Problem requirements — Pictures do not belong in the copy. Return all of the entries exactly.

....

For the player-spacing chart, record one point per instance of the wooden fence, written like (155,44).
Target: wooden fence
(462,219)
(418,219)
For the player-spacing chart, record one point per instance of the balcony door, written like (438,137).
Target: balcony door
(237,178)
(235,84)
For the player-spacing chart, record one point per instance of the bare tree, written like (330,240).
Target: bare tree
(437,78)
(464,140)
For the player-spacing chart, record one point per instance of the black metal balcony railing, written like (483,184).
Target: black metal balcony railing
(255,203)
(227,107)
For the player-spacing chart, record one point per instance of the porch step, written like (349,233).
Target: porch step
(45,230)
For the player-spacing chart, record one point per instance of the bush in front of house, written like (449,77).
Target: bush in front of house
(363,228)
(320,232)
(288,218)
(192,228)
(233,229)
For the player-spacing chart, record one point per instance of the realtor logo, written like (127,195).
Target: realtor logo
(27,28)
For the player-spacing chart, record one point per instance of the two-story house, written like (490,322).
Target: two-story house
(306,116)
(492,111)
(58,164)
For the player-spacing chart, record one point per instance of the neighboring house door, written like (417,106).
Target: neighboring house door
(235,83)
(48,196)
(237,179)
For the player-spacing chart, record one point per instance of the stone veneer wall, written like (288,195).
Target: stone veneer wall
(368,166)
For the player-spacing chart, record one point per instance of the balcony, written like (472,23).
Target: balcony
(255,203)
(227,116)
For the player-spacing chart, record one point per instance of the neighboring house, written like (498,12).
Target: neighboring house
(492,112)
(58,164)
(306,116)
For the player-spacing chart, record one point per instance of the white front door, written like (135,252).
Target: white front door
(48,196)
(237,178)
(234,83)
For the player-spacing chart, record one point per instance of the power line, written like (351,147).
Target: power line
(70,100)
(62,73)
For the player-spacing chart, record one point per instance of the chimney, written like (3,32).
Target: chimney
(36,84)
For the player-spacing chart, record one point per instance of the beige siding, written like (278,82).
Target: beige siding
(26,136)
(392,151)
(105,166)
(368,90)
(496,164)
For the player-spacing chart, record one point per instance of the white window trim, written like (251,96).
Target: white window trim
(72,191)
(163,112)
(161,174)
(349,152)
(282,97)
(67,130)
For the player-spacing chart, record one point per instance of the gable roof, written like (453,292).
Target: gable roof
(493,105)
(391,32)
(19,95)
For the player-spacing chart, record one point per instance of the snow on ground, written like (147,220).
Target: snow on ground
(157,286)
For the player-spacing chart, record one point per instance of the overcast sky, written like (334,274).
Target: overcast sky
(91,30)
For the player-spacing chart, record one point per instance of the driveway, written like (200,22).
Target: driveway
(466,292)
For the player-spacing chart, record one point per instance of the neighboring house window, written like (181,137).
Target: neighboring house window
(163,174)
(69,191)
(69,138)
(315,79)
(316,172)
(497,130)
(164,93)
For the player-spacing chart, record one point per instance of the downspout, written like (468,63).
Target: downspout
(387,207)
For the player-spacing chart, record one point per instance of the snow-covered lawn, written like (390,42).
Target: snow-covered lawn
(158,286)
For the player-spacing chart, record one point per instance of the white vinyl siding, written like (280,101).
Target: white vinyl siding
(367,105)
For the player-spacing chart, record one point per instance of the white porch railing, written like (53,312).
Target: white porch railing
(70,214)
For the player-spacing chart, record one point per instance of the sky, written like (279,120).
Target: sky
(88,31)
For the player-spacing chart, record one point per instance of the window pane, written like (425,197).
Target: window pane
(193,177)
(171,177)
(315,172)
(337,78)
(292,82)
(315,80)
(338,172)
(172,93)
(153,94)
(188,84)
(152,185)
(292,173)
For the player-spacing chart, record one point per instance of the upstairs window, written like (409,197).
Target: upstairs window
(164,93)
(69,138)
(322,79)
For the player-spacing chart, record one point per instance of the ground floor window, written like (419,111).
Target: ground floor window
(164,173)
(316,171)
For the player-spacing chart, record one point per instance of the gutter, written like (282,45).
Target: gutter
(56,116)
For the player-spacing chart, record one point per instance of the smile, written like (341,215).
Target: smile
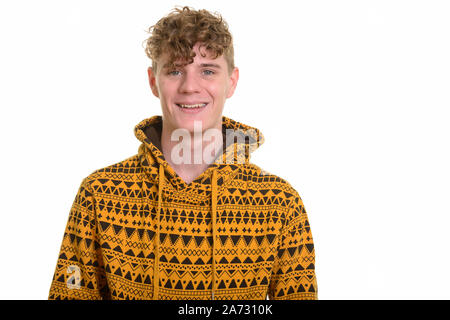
(191,106)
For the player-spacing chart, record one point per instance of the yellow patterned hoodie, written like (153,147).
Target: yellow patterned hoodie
(136,230)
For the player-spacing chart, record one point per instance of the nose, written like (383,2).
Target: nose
(189,83)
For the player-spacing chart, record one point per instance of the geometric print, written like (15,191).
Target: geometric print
(137,231)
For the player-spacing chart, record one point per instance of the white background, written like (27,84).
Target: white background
(351,96)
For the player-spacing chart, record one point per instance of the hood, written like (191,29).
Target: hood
(239,141)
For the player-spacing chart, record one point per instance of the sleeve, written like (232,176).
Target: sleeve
(293,276)
(80,273)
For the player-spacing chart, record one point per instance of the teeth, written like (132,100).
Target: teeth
(200,105)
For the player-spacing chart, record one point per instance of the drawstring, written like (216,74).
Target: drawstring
(156,268)
(213,214)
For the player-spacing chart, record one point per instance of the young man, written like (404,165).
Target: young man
(191,219)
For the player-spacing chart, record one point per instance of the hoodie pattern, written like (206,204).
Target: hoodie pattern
(136,230)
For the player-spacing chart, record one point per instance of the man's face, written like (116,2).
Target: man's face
(193,92)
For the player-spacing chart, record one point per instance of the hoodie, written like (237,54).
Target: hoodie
(136,230)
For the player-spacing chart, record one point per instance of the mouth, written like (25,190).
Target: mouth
(192,108)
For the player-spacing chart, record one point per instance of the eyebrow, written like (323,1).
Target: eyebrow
(208,65)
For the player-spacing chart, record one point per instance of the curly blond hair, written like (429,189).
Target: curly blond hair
(178,32)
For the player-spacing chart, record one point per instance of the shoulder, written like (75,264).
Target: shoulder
(120,171)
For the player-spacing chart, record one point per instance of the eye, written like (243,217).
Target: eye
(208,72)
(174,72)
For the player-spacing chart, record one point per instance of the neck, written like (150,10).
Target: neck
(191,154)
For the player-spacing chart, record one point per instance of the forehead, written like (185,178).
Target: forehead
(202,57)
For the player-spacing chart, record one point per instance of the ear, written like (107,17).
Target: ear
(233,79)
(152,81)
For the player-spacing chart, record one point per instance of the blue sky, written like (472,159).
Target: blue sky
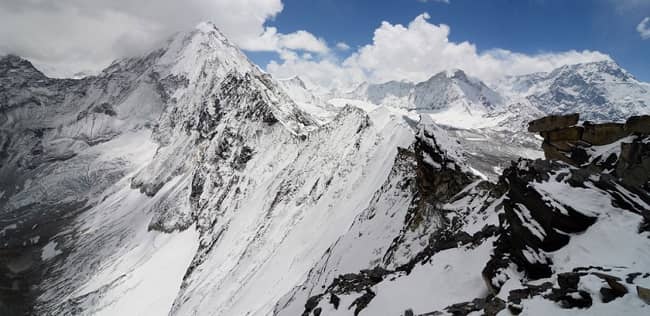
(530,27)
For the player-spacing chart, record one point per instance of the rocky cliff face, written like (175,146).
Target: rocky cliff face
(186,181)
(545,239)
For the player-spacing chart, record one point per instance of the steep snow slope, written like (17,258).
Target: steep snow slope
(599,91)
(546,239)
(450,97)
(308,101)
(217,187)
(188,182)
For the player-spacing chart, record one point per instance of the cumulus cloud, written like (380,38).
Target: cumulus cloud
(342,46)
(72,35)
(420,49)
(644,28)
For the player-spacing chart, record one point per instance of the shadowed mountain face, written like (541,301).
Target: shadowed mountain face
(187,181)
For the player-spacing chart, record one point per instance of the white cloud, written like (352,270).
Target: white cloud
(644,28)
(342,46)
(420,49)
(87,34)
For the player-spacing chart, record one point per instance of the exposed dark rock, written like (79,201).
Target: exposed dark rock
(603,134)
(638,124)
(643,293)
(104,108)
(568,280)
(362,301)
(553,122)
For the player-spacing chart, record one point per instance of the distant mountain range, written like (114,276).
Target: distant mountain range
(189,182)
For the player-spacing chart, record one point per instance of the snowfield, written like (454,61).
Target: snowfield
(187,181)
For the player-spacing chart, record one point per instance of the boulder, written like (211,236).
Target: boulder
(603,134)
(553,122)
(638,124)
(643,293)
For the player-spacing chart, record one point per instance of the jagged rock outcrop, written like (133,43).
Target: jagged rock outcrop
(535,235)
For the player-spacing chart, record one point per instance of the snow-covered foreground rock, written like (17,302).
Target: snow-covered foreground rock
(188,182)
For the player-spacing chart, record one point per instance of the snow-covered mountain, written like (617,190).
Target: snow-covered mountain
(600,91)
(188,182)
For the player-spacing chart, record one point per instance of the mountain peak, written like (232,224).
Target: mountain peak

....

Correct response —
For the player-spacing chart, record one point per instance of the wooden fence, written like (155,44).
Target: wooden fence
(462,219)
(418,219)
For the player-spacing chart, record one point per instance of the balcony door, written like (438,137).
Target: balcony door
(237,178)
(235,84)
For the player-spacing chart, record one point per instance of the bare tree, written like (330,240).
Target: bare tree
(437,78)
(464,140)
For the player-spacing chart, record one point per instance of the black metal balcony railing, written like (483,184).
Target: black metal balcony railing
(255,203)
(227,107)
For the player-spacing chart, record one point per instance of the porch step, written like (349,233).
Target: porch step
(45,230)
For the player-spacing chart, record one point per instance of the bush in front of house, written like (449,77).
Target: bush in front of house
(363,228)
(320,232)
(288,218)
(192,228)
(233,229)
For the player-spacing chart, record one point per instance of the realtor logo, written like (127,195).
Target: realtor logo
(27,28)
For the player-spacing chart, record one point per instance of the two-story house, written like (490,322).
Target: two-story house
(306,116)
(492,111)
(58,164)
For the player-spacing chart, record one point per instance of the neighboring house door, written like (417,106).
Target: neighboring house door
(235,83)
(48,196)
(237,179)
For the player-spacing chart, record one point per instance of the stone veneer wall, written like (288,195).
Target: stone veneer wall
(368,166)
For the player-spacing chart, record one point per instance of the balcony, written like (472,23).
Target: balcony
(255,203)
(227,116)
For the player-spacing chart, record one point per instance of the neighboring house, written like (498,12).
Target: neighboring house
(492,112)
(58,164)
(306,116)
For the player-spacing chart, record one point per instance of the white front door, written like (135,252).
Target: white front door
(48,196)
(237,178)
(234,83)
For the player-spacing chart, record one point per instance of the power line, written like (351,147).
Target: power line
(70,100)
(62,73)
For the player-spacing chart, record one point per instance of the chimney, written like (3,32).
Target: chimney
(36,84)
For the player-spacing chart, record one point per instance of the beige siding, written like (278,82).
Target: beige siding
(26,136)
(392,151)
(105,166)
(368,90)
(496,164)
For the player-spacing chart, record one point per instance of the white window trim, written like (251,96).
Target: white window trim
(72,191)
(163,112)
(161,174)
(349,152)
(282,97)
(67,130)
For the player-spacing chart, record one point per instance of the gable roof, written like (453,292).
Target: gable roof
(493,105)
(391,32)
(19,95)
For the player-spacing chart, record one point per instance of the snow on ground, written like (147,220).
Target: snow on ground
(157,286)
For the player-spacing chart, record one point per instance of the overcast sky, written like (334,274).
Target: overcast sky
(91,30)
For the player-spacing chart, record one point per instance of the driveway, written like (200,22).
Target: driveway
(466,292)
For the player-spacing chart, record one point per instance of the neighboring house window, written like (181,137).
Target: neighboring house window
(163,174)
(69,191)
(69,138)
(315,79)
(316,172)
(497,130)
(164,93)
For the player-spacing chart, record one point per instance of the downspout, written like (468,63).
Target: downspout
(387,207)
For the player-spacing chart, record one point per instance of the snow-covered lawn, written like (390,42).
Target: snow-covered lawn
(158,286)
For the player-spacing chart, record one point per instance of the white vinyl siding, written like (280,101).
Target: white vinyl siding
(367,105)
For the player-spacing chart, record one point per instance of the white porch railing, written like (53,312).
Target: white porch railing
(70,214)
For the player-spacing chart, record one point per instance of the sky, written like (279,120).
Target: sky
(88,31)
For the player-spacing chart, record one point per instance of the window pane, written like (425,197).
Target: window pane
(193,177)
(171,177)
(315,172)
(337,78)
(292,82)
(315,80)
(338,172)
(172,93)
(153,94)
(188,84)
(152,185)
(292,173)
For the player-spacing chart, record one point per instance of the upstairs window, written like (409,197).
Target: upstairs window
(164,93)
(69,138)
(322,79)
For the player-spacing chart, record one point per instance of the ground floor window, written like (419,111).
Target: ground floor window
(164,173)
(316,171)
For the player-spacing chart, record one point per instance of the gutter, written like (282,45).
Target: gutter
(56,116)
For the player-spacing chart, record one point per instance of the smile, written like (341,215).
Target: smile
(191,106)
For the player-spacing chart, record one point per instance of the yellow patterned hoodie, written like (153,147).
Target: yellow patterned hoodie
(136,230)
For the player-spacing chart, record one point per instance of the nose, written like (383,2).
Target: nose
(189,83)
For the player-spacing chart, record one point per instance of the geometric print, written like (15,191).
Target: geometric print
(137,231)
For the player-spacing chart, record one point per instance of the white background, written like (27,84).
Target: white background
(351,96)
For the player-spacing chart, record one point per instance of the hood, written like (191,29).
Target: hood
(239,141)
For the player-spacing chart, record one point per instance of the sleeve, written like (232,176).
Target: sleeve
(293,276)
(80,273)
For the player-spacing chart, record one point per instance of the teeth, written like (132,100).
Target: teeth
(200,105)
For the player-spacing chart, record one point per instance of the drawstring, written like (216,74).
Target: drawstring
(156,268)
(213,214)
For the player-spacing chart, record one point per instance of the young man, written like (404,165).
Target: young man
(191,219)
For the player-spacing chart, record one point per instance of the hoodie pattern, written like (206,204).
Target: hoodie pattern
(136,230)
For the player-spacing chart, record one point per instance of the man's face, written like (116,2).
Target: man's face
(193,92)
For the player-spacing chart, record one point per instance of the hoodie, written like (237,54).
Target: hoodie
(136,230)
For the player-spacing chart, record one point per instance of the mouth, written like (25,190).
Target: mouth
(192,108)
For the player-spacing chart, record one point per instance of the eyebrow, written like (323,1).
Target: eyebrow
(208,65)
For the player-spacing chart, record one point per instance of the curly blond hair, written like (429,189).
Target: curly blond hair
(178,32)
For the player-spacing chart, record one point per instance of the shoulder, written like (75,264).
Target: shoulder
(120,171)
For the player-spacing chart, record one point per instance of the eye, written like (243,217).
Target: eye
(208,72)
(174,72)
For the player-spacing chart, record one point per instance of the neck, written like (150,10).
Target: neck
(191,154)
For the player-spacing chart, record one point per instance of the forehead, written like (185,178).
Target: forehead
(202,57)
For the player-spacing chart, record one point per instance of the ear, written like (107,17).
Target: ear
(233,79)
(152,81)
For the player-spacing chart, record one point per instance of the blue sky, written like (472,159).
Target: blue sky
(530,27)
For the player-spacing chart, record one point per instance of the rocky cliff face, written like (175,146).
Target: rocky cliff face
(186,181)
(545,239)
For the player-spacing chart, record one point per instance of the steep snow slope, written like (17,258).
Target: steep snow slope
(599,91)
(546,239)
(450,97)
(308,101)
(217,187)
(188,182)
For the player-spacing chart, record one point per instance of the cumulus cloud, written like (380,38).
Target: cumulus cloud
(342,46)
(72,35)
(420,49)
(644,28)
For the player-spacing chart, record one point per instance of the shadowed mountain face, written like (541,301).
Target: shadowed mountain face
(187,181)
For the player-spacing chart, record one point per instance of the white cloud, written like (352,270).
Target: white cloud
(644,28)
(342,46)
(420,49)
(87,34)
For the player-spacing chart, record one point per instance of the exposed dark rock, written like (79,201).
Target: exposed dark rock
(603,134)
(638,124)
(643,293)
(104,108)
(568,280)
(362,301)
(553,122)
For the player-spacing chart, record one point per instance of the distant mountain range, written like (114,276).
Target: distant mountain range
(189,182)
For the player-spacing chart, record one point per instance of the snowfield, written like (454,61).
Target: snowfield
(187,181)
For the player-spacing chart, record one point per instance of the boulder, written like (211,236).
Target: boulder
(603,134)
(553,122)
(638,124)
(643,293)
For the player-spacing chart, record one point per instance of the jagged rock outcrop, written like (133,43).
Target: jagged rock outcrop
(535,235)
For the player-spacing chart, record one point per instance of the snow-covered foreground rock, written like (17,302).
Target: snow-covered foreground rock
(188,182)
For the player-spacing chart, record one point per instance of the snow-covered mountain, written like (617,190).
Target: snow-covered mountain
(600,91)
(188,182)
For the player-spacing chart, record one point per instance of the mountain peak, written like (232,224).
Target: mountain peak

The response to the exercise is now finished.